Exercises:
a - Translate this sentence from the statute section on reinsurance credit into Spanish: "Subject to Subsection (b), any asset or deduction from liability for reinsurance ceded to an assuming insurer that does not meet the requirements of Section 493.102 shall be allowed in an amount that does not exceed the liabilities carried by the ceding insurer and in the amount of funds held by or on behalf of the ceding insurer under a reinsurance contract with the assuming insurer, including funds held in trust for the ceding insurer, as security for the payment of obligations under the contract."
b - From the statute section on reinsurance credit, extract the passage from "727, Sec. 1, eff." to "under the contract." word for word.

Text section:
Added by Acts 2005, 79th Leg., Ch.
727, Sec. 1, eff. April 1, 2007.
Sec. 493.104. CREDIT FOR FUNDS SECURING REINSURANCE OBLIGATIONS.
(a) Subject to Subsection (b), any asset or deduction from
liability for reinsurance ceded to an assuming insurer that does
not meet the requirements of Section 493.102 shall be allowed in
an amount that does not exceed the liabilities carried by the
ceding insurer and in the amount of funds held by or on behalf of
the ceding insurer under a reinsurance contract with the assuming
insurer, including funds held in trust for the ceding insurer, as
security for the payment of obligations under the contract.

Given records:

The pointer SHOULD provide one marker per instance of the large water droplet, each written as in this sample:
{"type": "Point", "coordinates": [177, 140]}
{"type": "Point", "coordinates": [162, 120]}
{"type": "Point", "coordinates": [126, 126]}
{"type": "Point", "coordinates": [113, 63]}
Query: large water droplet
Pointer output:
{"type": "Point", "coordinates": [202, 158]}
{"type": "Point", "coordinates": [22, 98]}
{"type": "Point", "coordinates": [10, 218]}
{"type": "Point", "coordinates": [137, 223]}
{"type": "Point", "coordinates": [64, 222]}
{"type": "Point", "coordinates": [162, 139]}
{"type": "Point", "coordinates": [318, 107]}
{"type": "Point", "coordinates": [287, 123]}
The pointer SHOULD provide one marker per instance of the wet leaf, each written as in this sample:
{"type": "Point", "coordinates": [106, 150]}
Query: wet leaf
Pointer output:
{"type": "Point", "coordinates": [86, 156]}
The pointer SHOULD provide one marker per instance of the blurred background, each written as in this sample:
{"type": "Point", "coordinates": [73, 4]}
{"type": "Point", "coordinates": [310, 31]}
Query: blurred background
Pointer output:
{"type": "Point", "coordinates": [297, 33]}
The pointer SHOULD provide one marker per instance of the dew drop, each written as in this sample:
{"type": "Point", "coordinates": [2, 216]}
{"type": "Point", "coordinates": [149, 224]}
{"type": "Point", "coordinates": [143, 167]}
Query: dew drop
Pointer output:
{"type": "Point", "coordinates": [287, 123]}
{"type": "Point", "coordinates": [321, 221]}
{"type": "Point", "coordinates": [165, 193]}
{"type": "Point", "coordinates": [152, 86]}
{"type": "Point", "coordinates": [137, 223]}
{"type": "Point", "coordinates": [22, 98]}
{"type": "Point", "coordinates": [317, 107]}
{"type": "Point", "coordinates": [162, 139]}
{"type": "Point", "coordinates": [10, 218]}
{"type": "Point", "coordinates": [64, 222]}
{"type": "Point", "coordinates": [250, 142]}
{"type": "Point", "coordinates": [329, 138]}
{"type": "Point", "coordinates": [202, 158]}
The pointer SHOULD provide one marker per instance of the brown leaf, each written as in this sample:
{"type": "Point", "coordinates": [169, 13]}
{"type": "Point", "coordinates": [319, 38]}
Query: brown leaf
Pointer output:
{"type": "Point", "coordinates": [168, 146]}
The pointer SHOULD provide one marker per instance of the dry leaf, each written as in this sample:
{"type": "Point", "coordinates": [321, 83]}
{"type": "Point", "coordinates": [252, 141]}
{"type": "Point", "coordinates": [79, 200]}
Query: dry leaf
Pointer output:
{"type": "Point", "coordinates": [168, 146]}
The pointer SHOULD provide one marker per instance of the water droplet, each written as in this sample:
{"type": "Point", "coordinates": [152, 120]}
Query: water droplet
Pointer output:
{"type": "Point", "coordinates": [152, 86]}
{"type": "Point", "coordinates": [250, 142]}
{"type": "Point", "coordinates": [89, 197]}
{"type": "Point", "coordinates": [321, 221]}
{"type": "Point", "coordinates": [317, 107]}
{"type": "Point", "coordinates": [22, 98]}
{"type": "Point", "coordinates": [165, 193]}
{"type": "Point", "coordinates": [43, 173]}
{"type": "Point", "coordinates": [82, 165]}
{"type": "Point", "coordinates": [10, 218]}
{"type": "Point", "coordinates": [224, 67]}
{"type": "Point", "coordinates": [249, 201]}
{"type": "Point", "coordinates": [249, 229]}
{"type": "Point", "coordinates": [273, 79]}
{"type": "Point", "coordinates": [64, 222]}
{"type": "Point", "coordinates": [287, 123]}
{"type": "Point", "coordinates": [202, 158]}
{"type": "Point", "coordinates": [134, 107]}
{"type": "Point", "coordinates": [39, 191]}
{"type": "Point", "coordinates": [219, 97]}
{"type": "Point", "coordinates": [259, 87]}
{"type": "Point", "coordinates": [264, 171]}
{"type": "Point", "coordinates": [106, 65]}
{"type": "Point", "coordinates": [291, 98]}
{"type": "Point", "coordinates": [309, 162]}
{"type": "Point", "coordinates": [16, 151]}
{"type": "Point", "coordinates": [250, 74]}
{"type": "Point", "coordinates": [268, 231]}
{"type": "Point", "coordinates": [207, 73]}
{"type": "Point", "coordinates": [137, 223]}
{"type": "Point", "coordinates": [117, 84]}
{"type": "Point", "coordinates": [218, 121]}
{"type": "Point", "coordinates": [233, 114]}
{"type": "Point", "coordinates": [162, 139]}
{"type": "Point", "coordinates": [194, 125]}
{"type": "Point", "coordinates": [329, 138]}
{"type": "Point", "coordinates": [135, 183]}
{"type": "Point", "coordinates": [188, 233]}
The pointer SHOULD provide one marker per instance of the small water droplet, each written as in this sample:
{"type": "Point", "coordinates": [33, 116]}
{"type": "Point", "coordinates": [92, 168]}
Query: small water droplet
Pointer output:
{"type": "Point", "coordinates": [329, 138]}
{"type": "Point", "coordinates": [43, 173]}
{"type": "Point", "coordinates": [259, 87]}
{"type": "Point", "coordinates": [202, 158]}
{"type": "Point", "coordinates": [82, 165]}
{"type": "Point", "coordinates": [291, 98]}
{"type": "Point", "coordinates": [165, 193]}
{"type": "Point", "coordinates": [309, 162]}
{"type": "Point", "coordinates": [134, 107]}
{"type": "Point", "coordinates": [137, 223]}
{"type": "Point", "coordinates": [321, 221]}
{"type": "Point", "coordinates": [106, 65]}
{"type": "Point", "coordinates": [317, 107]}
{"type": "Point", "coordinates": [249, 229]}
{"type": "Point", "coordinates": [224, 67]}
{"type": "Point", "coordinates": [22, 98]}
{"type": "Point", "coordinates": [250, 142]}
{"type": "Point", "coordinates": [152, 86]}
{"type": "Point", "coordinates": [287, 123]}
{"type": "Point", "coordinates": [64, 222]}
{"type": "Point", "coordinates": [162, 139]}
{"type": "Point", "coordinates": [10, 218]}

Answer list:
a - Sujeto a la Subsección (b), cualquier activo o deducción del pasivo por reaseguro cedido a un asegurador aceptante que no cumpla los requisitos de la Sección 493.102 se permitirá por un monto que no exceda los pasivos registrados por el asegurador cedente y por el monto de los fondos mantenidos por el asegurador cedente o en su nombre conforme a un contrato de reaseguro con el asegurador aceptante, incluidos los fondos mantenidos en fideicomiso para el asegurador cedente, como garantía del pago de las obligaciones derivadas del contrato.

b -
727, Sec. 1, eff. April 1, 2007.
Sec. 493.104. CREDIT FOR FUNDS SECURING REINSURANCE OBLIGATIONS.
(a) Subject to Subsection (b), any asset or deduction from
liability for reinsurance ceded to an assuming insurer that does
not meet the requirements of Section 493.102 shall be allowed in
an amount that does not exceed the liabilities carried by the
ceding insurer and in the amount of funds held by or on behalf of
the ceding insurer under a reinsurance contract with the assuming
insurer, including funds held in trust for the ceding insurer, as
security for the payment of obligations under the contract.